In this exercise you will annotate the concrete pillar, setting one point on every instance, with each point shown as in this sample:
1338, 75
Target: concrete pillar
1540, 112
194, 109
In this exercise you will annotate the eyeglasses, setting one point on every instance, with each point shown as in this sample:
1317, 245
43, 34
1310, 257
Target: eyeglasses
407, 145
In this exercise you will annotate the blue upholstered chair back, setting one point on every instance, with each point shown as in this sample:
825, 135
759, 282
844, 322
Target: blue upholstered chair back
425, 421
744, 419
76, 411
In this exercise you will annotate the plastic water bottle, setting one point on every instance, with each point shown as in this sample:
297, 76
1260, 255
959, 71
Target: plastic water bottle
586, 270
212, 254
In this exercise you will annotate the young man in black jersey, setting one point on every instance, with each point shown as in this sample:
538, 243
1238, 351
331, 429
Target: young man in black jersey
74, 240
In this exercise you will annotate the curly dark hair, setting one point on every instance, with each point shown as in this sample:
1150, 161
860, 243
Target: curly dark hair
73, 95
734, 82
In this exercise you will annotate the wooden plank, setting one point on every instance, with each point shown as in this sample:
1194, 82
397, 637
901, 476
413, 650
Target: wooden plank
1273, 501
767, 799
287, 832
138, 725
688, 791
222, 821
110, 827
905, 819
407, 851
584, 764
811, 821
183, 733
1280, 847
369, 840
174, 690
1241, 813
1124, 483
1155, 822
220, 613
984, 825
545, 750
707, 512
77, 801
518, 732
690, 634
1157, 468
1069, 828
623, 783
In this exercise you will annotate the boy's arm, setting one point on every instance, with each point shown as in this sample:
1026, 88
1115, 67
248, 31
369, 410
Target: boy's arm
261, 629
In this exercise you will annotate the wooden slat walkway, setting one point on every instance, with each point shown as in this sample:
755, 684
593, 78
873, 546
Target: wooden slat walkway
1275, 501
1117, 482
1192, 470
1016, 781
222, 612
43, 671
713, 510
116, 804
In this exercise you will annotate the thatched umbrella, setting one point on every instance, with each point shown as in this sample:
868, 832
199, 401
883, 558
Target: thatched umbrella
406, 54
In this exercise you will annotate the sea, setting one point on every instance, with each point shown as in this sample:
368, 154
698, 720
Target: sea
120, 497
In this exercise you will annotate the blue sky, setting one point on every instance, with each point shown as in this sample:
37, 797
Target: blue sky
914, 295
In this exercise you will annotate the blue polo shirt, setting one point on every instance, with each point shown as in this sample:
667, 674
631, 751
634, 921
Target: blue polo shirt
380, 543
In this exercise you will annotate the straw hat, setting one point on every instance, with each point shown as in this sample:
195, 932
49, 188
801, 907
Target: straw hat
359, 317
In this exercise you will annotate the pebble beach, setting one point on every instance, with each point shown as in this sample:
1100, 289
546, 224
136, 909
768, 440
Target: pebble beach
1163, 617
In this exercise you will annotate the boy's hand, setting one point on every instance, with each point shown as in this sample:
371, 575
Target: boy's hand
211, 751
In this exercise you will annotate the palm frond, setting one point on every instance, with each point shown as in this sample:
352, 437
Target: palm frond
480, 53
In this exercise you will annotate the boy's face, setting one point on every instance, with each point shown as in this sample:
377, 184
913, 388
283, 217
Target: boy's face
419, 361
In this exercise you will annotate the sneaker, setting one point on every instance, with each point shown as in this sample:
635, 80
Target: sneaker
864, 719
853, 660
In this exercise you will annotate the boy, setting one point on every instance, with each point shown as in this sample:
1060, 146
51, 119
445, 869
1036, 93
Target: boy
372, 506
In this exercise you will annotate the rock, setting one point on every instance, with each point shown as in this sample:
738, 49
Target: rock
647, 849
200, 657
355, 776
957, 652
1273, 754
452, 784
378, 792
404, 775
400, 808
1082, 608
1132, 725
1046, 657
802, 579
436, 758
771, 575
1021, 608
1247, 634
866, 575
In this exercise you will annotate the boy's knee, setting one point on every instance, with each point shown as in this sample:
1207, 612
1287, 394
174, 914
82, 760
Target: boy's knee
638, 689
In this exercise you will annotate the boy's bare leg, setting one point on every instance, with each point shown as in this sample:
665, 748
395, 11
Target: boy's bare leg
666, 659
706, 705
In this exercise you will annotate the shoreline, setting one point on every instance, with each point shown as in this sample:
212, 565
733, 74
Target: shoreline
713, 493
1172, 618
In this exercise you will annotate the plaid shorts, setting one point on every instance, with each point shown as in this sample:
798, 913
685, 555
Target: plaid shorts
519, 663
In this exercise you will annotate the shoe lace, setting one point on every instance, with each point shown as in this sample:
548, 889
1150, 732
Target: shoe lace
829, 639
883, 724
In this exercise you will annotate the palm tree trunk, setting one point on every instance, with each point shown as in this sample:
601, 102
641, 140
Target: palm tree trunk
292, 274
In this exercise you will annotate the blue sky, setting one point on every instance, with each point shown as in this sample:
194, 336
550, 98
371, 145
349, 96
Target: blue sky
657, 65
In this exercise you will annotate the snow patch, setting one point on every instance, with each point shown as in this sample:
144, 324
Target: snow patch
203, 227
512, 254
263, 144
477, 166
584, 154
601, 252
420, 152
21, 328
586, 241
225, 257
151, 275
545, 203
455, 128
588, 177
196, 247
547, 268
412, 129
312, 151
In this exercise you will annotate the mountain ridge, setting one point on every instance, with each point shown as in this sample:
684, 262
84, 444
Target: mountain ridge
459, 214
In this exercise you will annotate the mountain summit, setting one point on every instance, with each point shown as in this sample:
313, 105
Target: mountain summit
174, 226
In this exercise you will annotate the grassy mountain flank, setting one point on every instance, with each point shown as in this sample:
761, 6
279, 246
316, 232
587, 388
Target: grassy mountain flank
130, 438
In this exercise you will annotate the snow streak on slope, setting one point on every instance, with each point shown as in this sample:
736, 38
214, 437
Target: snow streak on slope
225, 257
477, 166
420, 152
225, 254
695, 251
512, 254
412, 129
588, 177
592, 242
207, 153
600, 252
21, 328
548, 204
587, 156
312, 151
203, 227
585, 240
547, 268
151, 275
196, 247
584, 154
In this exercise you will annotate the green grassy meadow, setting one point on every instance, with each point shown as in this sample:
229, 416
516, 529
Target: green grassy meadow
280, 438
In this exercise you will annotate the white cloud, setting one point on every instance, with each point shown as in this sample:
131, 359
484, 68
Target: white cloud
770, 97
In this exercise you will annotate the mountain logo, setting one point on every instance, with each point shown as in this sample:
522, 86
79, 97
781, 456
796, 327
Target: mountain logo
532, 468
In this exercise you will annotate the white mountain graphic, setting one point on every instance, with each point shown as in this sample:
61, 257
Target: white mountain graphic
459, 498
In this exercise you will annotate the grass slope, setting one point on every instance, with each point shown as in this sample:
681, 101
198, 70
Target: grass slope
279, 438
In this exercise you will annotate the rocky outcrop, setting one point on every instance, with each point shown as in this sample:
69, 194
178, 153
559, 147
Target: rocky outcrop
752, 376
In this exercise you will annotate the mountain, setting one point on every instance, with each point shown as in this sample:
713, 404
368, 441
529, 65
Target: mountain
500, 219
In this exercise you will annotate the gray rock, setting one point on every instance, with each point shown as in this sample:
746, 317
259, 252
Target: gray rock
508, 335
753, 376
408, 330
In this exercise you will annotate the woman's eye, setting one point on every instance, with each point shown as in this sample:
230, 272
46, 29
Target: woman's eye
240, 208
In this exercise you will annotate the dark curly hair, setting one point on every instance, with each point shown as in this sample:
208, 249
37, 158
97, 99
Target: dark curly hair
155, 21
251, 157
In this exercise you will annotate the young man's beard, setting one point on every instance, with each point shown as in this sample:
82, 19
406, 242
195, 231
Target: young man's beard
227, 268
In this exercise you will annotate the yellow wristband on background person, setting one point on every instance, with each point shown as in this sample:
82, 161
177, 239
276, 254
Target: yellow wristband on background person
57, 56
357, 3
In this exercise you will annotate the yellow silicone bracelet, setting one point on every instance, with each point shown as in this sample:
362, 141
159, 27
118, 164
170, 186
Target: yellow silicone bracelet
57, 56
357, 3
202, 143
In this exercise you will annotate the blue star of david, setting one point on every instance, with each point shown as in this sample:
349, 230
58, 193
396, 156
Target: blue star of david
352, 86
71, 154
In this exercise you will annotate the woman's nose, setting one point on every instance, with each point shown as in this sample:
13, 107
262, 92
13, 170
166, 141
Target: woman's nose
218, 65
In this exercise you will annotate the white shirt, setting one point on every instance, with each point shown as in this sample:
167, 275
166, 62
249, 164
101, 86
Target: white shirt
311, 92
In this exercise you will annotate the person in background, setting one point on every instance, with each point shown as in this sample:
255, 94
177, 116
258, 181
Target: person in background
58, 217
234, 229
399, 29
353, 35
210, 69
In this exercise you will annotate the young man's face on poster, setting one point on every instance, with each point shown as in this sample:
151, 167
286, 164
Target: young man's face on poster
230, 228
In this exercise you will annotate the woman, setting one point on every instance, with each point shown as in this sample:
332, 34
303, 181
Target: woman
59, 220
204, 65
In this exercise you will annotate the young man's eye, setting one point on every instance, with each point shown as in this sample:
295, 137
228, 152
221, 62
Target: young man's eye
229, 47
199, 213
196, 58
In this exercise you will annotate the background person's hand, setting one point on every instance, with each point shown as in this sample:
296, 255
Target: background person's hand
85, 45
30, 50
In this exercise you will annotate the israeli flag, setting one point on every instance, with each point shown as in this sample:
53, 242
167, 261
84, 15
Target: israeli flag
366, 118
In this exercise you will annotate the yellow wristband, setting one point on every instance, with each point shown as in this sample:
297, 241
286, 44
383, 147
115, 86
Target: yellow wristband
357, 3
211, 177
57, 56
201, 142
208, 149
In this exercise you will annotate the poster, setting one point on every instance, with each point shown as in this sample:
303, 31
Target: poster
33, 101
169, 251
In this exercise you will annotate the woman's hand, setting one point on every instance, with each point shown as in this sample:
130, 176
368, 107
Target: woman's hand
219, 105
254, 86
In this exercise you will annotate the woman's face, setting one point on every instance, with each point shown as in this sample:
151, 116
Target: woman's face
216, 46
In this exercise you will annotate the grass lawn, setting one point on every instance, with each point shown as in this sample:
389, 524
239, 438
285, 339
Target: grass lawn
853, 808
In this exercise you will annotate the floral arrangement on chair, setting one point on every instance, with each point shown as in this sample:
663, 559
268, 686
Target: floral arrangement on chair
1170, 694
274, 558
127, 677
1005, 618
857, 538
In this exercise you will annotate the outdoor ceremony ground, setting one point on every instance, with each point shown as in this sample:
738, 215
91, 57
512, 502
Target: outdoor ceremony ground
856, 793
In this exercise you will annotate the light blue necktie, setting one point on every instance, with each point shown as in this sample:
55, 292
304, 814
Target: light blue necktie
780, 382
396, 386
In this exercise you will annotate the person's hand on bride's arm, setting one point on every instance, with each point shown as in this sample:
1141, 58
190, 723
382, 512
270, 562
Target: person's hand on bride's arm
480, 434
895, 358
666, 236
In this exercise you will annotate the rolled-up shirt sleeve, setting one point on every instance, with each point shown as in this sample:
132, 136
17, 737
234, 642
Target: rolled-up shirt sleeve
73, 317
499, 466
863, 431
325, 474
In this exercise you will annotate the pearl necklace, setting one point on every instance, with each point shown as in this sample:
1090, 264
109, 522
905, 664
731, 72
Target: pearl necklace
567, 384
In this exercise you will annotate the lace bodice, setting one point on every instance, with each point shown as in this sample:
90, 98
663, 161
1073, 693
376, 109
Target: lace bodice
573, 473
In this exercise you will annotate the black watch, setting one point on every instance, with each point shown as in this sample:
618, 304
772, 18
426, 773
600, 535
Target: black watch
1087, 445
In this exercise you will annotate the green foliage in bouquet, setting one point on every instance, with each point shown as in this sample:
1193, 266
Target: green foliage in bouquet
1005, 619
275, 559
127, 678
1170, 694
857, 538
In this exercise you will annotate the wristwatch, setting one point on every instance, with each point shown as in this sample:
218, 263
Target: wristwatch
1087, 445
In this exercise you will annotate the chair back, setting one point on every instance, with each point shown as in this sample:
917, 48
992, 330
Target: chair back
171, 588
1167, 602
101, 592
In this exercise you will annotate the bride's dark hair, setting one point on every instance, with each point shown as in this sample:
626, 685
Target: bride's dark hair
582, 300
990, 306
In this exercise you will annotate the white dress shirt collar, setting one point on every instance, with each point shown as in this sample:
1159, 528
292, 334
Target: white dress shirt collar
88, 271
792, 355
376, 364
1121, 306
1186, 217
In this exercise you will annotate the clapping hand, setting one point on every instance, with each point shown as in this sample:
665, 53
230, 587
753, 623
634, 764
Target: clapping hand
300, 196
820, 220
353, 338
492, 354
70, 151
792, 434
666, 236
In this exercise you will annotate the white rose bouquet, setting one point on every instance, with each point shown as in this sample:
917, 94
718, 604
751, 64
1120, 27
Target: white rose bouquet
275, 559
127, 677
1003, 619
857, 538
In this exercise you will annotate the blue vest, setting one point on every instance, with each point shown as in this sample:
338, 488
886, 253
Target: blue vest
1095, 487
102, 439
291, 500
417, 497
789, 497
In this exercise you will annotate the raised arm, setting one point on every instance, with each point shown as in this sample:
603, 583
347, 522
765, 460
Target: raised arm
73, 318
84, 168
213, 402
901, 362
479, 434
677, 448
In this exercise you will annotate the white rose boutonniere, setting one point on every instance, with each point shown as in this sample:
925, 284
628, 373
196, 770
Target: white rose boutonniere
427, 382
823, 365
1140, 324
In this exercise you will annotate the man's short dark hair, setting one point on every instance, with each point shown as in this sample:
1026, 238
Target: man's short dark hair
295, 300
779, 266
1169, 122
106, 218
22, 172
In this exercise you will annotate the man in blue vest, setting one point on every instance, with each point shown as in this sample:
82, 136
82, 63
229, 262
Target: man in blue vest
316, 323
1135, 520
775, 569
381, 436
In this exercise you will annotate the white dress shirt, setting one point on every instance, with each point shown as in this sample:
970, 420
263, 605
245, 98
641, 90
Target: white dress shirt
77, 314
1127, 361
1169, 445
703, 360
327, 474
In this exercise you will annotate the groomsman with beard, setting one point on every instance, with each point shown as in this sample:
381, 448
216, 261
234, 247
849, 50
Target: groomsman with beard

*****

• _What is being asked_
Print the line containing "dress shirt, setting" and every line after it to the end of the records above, exactly as written, and nothing else.

• _In response_
In this exercise you will annotate the white dress shirt, setting one point on every instance, with each point shown as in this sample:
970, 420
263, 605
245, 98
641, 90
Target: white dress shirt
77, 314
1127, 361
1169, 445
703, 360
327, 474
In this exercise you will annotate the groomsman with beard, setting one point on every instance, with each point shown as in this sample:
381, 448
216, 261
234, 247
849, 50
Target: groomsman with beard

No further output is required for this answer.